→ What is required
The reply must repeat each entry exactly and contain no pictures.
════
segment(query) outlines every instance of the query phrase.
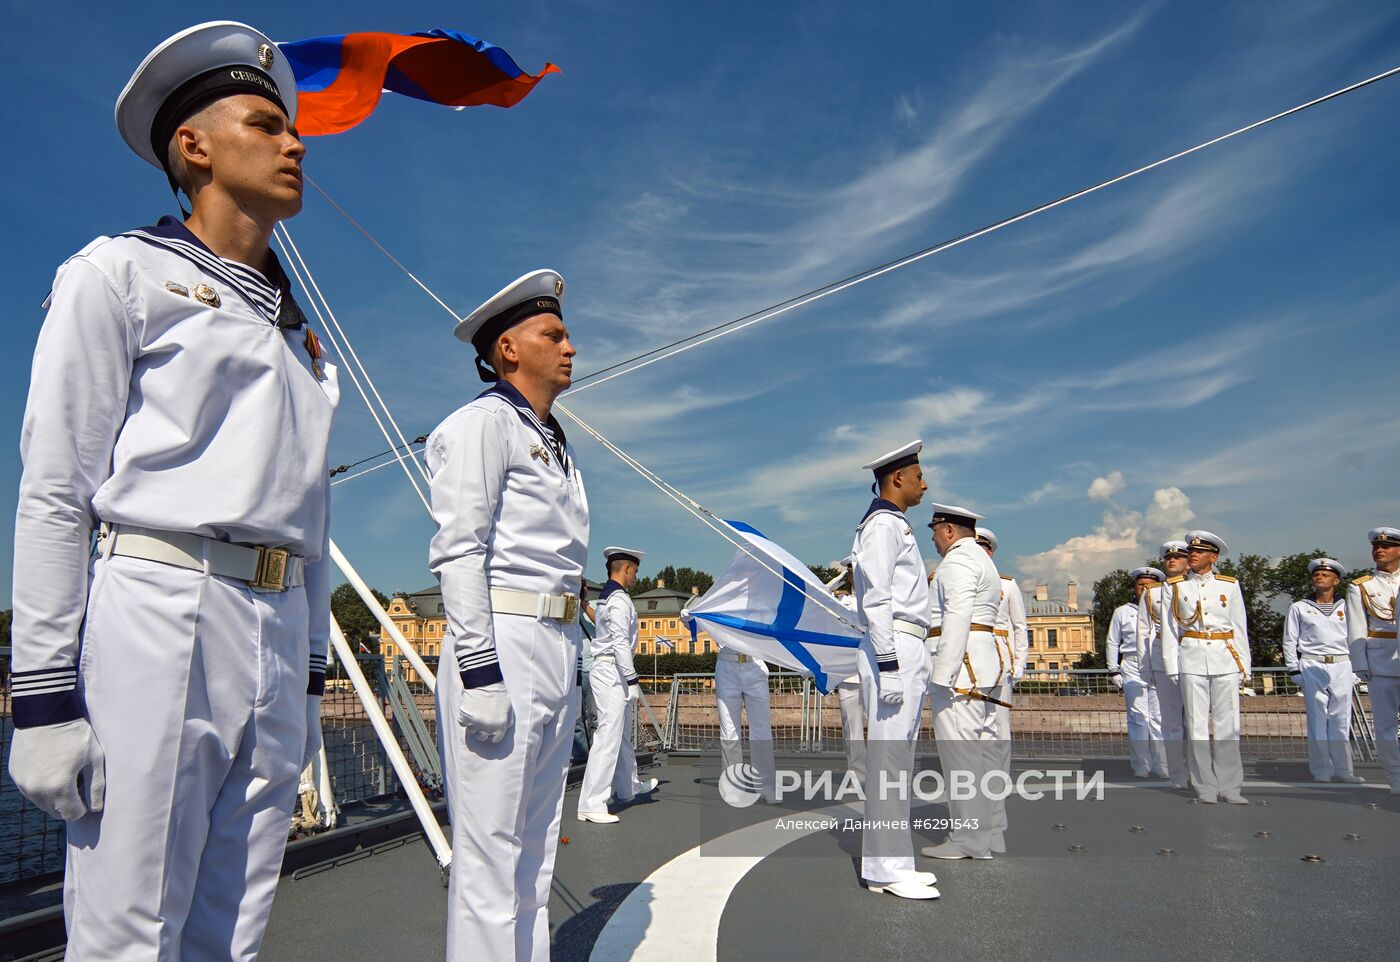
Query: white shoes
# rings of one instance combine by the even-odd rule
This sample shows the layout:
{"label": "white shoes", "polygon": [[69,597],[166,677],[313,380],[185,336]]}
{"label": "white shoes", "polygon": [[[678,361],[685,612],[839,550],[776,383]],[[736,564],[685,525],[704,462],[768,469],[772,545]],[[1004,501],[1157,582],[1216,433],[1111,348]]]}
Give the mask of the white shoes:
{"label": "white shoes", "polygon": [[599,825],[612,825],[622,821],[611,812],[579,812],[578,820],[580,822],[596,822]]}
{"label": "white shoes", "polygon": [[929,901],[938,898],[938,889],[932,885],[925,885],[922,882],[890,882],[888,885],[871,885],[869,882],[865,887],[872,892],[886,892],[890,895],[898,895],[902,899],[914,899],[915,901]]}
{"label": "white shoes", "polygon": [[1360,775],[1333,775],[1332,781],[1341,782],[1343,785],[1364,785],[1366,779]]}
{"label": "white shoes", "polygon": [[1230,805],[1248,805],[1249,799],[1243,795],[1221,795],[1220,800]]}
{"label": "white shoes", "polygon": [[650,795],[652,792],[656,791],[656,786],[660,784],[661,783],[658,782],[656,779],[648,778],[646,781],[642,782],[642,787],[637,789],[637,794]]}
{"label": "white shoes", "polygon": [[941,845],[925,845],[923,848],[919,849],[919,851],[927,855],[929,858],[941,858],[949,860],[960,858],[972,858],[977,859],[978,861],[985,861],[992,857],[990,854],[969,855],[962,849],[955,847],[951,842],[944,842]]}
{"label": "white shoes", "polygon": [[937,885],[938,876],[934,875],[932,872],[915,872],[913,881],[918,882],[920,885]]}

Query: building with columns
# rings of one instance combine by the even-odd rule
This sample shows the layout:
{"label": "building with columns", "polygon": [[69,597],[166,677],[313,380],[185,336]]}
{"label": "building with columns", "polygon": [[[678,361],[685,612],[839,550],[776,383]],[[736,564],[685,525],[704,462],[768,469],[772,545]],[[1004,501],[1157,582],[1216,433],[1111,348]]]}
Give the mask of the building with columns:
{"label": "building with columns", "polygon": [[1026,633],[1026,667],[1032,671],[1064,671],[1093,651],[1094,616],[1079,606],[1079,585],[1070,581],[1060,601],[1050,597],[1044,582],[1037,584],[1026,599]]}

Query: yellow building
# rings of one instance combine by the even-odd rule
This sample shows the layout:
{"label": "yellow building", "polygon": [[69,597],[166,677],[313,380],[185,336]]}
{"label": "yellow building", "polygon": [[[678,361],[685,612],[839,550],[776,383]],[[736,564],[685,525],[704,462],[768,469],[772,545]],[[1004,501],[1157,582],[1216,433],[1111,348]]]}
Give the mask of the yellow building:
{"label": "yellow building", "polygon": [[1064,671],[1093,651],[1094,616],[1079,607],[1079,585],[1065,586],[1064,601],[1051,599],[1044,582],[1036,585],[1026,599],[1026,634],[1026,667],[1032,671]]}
════
→ Response for this exercise
segment(query) outlines every instance of the query phrase.
Query: white shoes
# rings of one instance combine by the even-odd rule
This sample shows the layout:
{"label": "white shoes", "polygon": [[69,597],[166,677],[313,380],[185,336]]}
{"label": "white shoes", "polygon": [[[678,361],[685,612],[839,550],[776,383]],[[736,564],[685,525],[704,462],[768,469],[772,545]],[[1004,501],[1157,582],[1216,433],[1111,348]]]}
Give the mask of the white shoes:
{"label": "white shoes", "polygon": [[599,825],[612,825],[622,821],[611,812],[579,812],[578,820],[580,822],[596,822]]}
{"label": "white shoes", "polygon": [[929,901],[938,898],[938,889],[932,885],[925,885],[922,882],[890,882],[888,885],[871,885],[869,882],[865,887],[872,892],[886,892],[890,895],[898,895],[902,899],[914,899],[915,901]]}
{"label": "white shoes", "polygon": [[1360,775],[1333,775],[1332,781],[1341,782],[1343,785],[1364,785],[1366,779]]}
{"label": "white shoes", "polygon": [[1230,805],[1248,805],[1249,799],[1243,795],[1221,795],[1220,800]]}
{"label": "white shoes", "polygon": [[650,795],[652,792],[656,791],[656,786],[660,784],[661,783],[658,782],[656,779],[648,778],[646,781],[642,782],[642,787],[637,789],[637,794]]}
{"label": "white shoes", "polygon": [[941,845],[925,845],[923,848],[919,849],[919,851],[927,855],[929,858],[941,858],[949,860],[960,858],[972,858],[977,859],[978,861],[985,861],[992,857],[990,854],[969,855],[962,849],[955,847],[951,842],[944,842]]}
{"label": "white shoes", "polygon": [[937,885],[938,876],[934,875],[932,872],[915,872],[913,881],[918,882],[920,885]]}

Query: building with columns
# rings of one instance combine by the even-odd rule
This sample shows the layout:
{"label": "building with columns", "polygon": [[69,597],[166,677],[313,380],[185,336]]}
{"label": "building with columns", "polygon": [[[678,361],[685,612],[839,550],[776,383]],[[736,564],[685,525],[704,462],[768,469],[772,545]],[[1004,501],[1157,582],[1216,433],[1111,348]]]}
Give the mask of the building with columns:
{"label": "building with columns", "polygon": [[1026,633],[1026,667],[1032,671],[1064,671],[1093,651],[1094,616],[1079,606],[1079,585],[1070,581],[1060,601],[1050,597],[1044,582],[1037,584],[1026,599]]}

Query: yellow building
# rings of one instance combine by the even-odd rule
This sample shows the layout:
{"label": "yellow building", "polygon": [[69,597],[166,677],[313,380],[185,336]]}
{"label": "yellow building", "polygon": [[[678,361],[685,612],[839,550],[776,383]],[[736,564],[685,525],[704,462],[768,469],[772,545]],[[1004,501],[1157,582],[1216,433],[1111,348]]]}
Give the mask of the yellow building:
{"label": "yellow building", "polygon": [[1064,671],[1093,651],[1094,616],[1079,607],[1079,585],[1065,586],[1064,601],[1051,599],[1044,582],[1036,585],[1026,599],[1026,634],[1026,667],[1032,671]]}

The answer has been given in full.